• [SHORT EXERCISE] Output every line exactly as written. Leave out pictures.

• [Records from a data source]
◇ ◇ ◇ ◇

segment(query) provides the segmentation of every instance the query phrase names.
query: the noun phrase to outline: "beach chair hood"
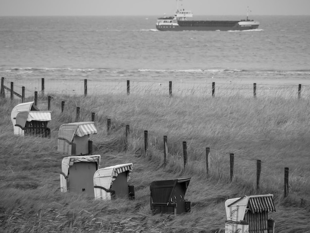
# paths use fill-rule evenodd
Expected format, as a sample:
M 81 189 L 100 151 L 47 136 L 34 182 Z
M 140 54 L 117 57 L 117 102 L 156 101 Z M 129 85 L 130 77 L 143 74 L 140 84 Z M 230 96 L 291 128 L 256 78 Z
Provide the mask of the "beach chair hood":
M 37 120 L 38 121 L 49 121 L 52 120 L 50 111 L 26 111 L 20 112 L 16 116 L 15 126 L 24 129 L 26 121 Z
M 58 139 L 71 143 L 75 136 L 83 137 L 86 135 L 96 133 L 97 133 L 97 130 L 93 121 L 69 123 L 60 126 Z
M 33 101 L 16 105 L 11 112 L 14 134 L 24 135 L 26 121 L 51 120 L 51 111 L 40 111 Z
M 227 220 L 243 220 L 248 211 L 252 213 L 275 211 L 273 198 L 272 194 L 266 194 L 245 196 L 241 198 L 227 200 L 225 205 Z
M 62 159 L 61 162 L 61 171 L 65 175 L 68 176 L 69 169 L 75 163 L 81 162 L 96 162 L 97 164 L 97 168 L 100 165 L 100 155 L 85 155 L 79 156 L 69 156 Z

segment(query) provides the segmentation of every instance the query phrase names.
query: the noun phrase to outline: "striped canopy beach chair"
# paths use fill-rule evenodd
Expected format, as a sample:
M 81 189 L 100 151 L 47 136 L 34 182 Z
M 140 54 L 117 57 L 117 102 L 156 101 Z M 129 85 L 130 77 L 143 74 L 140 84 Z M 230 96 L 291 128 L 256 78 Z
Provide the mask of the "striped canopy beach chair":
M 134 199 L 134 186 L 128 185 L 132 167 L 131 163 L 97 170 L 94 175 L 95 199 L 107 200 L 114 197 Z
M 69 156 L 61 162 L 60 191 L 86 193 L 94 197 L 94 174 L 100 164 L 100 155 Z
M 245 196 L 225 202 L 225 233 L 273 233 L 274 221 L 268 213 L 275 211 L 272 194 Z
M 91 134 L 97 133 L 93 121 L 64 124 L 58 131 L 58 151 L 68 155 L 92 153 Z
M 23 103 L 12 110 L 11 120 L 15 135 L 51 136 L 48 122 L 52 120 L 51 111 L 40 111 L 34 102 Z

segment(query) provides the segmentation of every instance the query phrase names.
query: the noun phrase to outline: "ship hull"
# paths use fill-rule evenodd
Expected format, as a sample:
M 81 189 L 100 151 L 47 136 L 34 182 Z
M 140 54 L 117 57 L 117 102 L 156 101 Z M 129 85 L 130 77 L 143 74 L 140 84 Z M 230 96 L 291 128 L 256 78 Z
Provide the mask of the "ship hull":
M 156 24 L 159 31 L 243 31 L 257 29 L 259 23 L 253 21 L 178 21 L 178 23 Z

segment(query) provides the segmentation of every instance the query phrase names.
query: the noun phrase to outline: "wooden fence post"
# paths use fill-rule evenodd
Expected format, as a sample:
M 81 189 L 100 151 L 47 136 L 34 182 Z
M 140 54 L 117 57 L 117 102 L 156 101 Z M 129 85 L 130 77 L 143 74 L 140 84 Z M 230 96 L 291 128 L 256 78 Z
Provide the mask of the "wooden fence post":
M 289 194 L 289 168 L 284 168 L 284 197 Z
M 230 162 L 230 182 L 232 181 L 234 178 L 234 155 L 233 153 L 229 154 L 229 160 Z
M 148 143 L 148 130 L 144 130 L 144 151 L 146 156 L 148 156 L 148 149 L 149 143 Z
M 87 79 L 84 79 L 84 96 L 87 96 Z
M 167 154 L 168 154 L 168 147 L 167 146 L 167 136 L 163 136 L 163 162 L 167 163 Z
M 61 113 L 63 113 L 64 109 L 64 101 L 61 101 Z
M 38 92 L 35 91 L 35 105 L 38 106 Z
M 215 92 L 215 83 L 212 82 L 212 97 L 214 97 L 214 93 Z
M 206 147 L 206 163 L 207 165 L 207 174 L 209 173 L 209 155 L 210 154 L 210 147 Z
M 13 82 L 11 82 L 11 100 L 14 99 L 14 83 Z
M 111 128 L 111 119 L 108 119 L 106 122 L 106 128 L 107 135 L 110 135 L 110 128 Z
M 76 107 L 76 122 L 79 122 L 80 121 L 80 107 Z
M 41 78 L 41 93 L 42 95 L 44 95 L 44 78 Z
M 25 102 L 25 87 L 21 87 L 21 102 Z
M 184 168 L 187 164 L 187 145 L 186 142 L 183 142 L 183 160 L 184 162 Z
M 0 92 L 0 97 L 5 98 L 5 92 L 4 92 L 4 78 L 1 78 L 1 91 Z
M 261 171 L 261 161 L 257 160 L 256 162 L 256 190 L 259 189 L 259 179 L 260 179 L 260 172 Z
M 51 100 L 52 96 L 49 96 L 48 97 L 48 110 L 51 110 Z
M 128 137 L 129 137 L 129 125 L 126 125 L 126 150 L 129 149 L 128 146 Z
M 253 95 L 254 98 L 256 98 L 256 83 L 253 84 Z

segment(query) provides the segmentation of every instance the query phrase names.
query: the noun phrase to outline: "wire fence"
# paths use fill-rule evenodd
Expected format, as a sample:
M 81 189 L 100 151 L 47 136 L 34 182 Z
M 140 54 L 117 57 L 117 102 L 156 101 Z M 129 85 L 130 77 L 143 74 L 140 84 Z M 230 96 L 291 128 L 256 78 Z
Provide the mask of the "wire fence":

◇ ◇ ◇ ◇

• [ANSWER TO THE PROBLEM]
segment(query) provides the segmentation of every instance the query phrase names.
query: the noun phrase to outline: "beach chair hood"
# paths use fill-rule evenodd
Expected format, as a sample:
M 81 189 L 100 151 L 47 136 L 34 182 Z
M 140 54 L 117 57 L 117 102 L 156 101 Z M 129 85 L 130 77 L 143 74 L 140 84 Z M 230 96 L 291 128 L 256 78 Z
Provide the mask of the "beach chair hood":
M 37 120 L 38 121 L 49 121 L 52 120 L 50 111 L 26 111 L 20 112 L 16 116 L 15 126 L 24 129 L 26 121 Z
M 58 139 L 71 143 L 75 136 L 83 137 L 86 135 L 96 133 L 97 133 L 97 130 L 93 121 L 69 123 L 60 126 Z
M 33 101 L 16 105 L 11 112 L 14 134 L 24 135 L 26 121 L 51 120 L 51 111 L 40 111 Z
M 227 220 L 243 220 L 248 211 L 252 213 L 275 211 L 273 198 L 272 194 L 266 194 L 245 196 L 241 198 L 227 200 L 225 205 Z
M 62 159 L 61 162 L 61 171 L 65 175 L 68 176 L 69 169 L 75 163 L 81 162 L 96 162 L 97 164 L 97 168 L 100 165 L 100 155 L 85 155 L 79 156 L 69 156 Z

segment(query) provides the segmentation of every instance the query phrase names.
query: the noun phrase to outline: "striped canopy beach chair"
# paths use fill-rule evenodd
Expected format, as a sample:
M 81 189 L 100 151 L 47 136 L 34 182 Z
M 140 54 L 117 57 L 117 102 L 156 101 Z M 129 85 L 130 77 L 143 74 L 140 84 Z M 230 96 L 291 128 L 256 78 Z
Provide the mask of the "striped canopy beach chair":
M 134 199 L 134 186 L 128 185 L 132 167 L 131 163 L 97 170 L 94 175 L 95 199 L 107 200 L 114 197 Z
M 69 156 L 61 162 L 60 191 L 86 193 L 94 197 L 94 174 L 100 164 L 100 155 Z
M 245 196 L 225 202 L 225 233 L 273 233 L 274 221 L 268 213 L 275 211 L 272 194 Z
M 91 134 L 97 133 L 93 121 L 64 124 L 58 131 L 58 151 L 68 155 L 92 153 Z
M 23 103 L 12 110 L 11 120 L 15 135 L 51 136 L 48 122 L 52 120 L 51 111 L 40 111 L 34 102 Z

segment(query) provides the segmentation of every instance the query phrase names.
query: the noun phrase to outline: "ship hull"
# paths use fill-rule evenodd
Expected format, as a sample:
M 81 189 L 100 151 L 47 136 L 34 182 Z
M 140 54 L 117 57 L 117 102 L 156 101 Z M 129 85 L 130 77 L 143 74 L 140 84 Z M 230 96 L 291 128 L 256 78 Z
Provide the mask of the "ship hull":
M 156 24 L 159 31 L 243 31 L 257 29 L 259 23 L 253 21 L 178 21 L 178 23 Z

segment(query) provides the segmentation of every instance the query phrase names.
query: the noun phrase to outline: "wooden fence post"
# paths use fill-rule evenodd
Expected format, as a sample:
M 81 189 L 100 151 L 47 136 L 34 182 Z
M 140 54 L 117 57 L 117 102 L 156 101 Z M 129 85 L 130 77 L 143 74 L 140 84 Z M 230 96 L 291 128 L 256 78 Z
Provide the mask of the "wooden fence post":
M 289 194 L 289 168 L 284 168 L 284 197 Z
M 230 162 L 230 182 L 232 181 L 234 178 L 234 155 L 233 153 L 229 154 L 229 160 Z
M 148 143 L 148 130 L 144 130 L 144 151 L 146 156 L 148 156 L 148 149 L 149 143 Z
M 87 79 L 84 79 L 84 96 L 87 96 Z
M 167 154 L 168 154 L 168 147 L 167 146 L 167 136 L 163 136 L 163 162 L 167 163 Z
M 61 113 L 63 113 L 64 109 L 64 101 L 61 101 Z
M 38 92 L 35 91 L 35 105 L 38 106 Z
M 215 92 L 215 83 L 212 82 L 212 97 L 214 97 L 214 93 Z
M 206 147 L 206 163 L 207 165 L 207 174 L 209 173 L 209 155 L 210 154 L 210 147 Z
M 13 82 L 11 82 L 11 100 L 14 99 L 14 83 Z
M 111 128 L 111 119 L 108 119 L 106 122 L 106 128 L 107 135 L 110 135 L 110 128 Z
M 76 107 L 76 122 L 79 122 L 80 121 L 80 107 Z
M 41 78 L 41 93 L 42 95 L 44 95 L 44 78 Z
M 25 102 L 25 87 L 21 87 L 21 102 Z
M 184 168 L 187 164 L 187 145 L 186 142 L 183 142 L 183 160 L 184 162 Z
M 0 92 L 0 97 L 5 98 L 5 92 L 4 92 L 4 78 L 1 78 L 1 91 Z
M 261 171 L 261 161 L 257 160 L 256 162 L 256 190 L 259 189 L 259 179 L 260 179 L 260 172 Z
M 51 100 L 52 96 L 49 96 L 48 97 L 48 110 L 51 110 Z
M 128 137 L 129 137 L 129 125 L 126 125 L 126 150 L 129 149 L 128 146 Z
M 253 95 L 254 98 L 256 98 L 256 83 L 253 84 Z

segment(query) provides the segmentation of every instance the query phrase names.
query: the noun phrase to outline: "wire fence"
# paths use fill-rule evenodd
Expected format, as a sample:
M 81 189 L 100 151 L 47 136 L 34 182 Z
M 140 54 L 117 57 L 117 102 L 156 101 Z M 129 85 L 130 77 L 143 74 L 140 84 Z M 230 96 L 291 128 L 256 78 Z
Provide the mask of the "wire fence":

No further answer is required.